Dataset items

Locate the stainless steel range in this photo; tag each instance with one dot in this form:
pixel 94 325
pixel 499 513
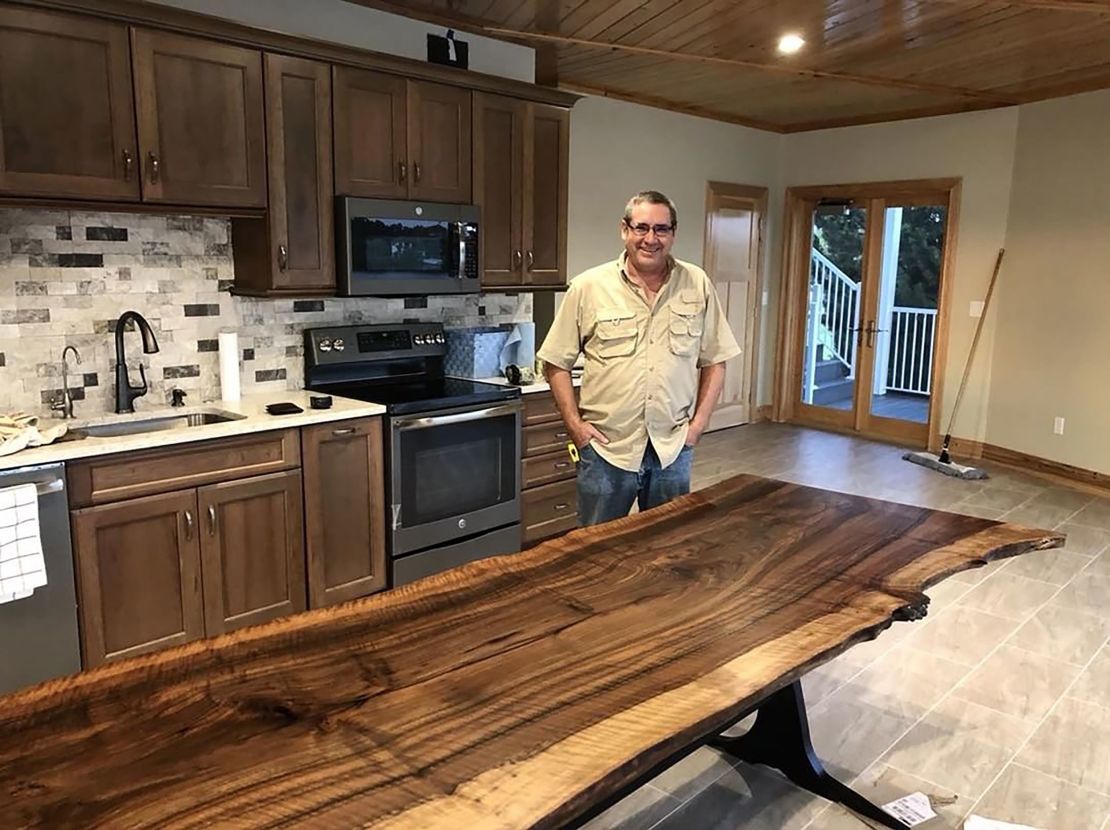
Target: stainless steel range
pixel 452 446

**ABOUT THIS TASK:**
All of the records should be output exactly as they stand, with pictures omitted.

**TASK RESULT:**
Locate the stainless steel range in this photo; tag each instance with one dot in this form:
pixel 94 325
pixel 499 513
Target: stainless steel range
pixel 452 446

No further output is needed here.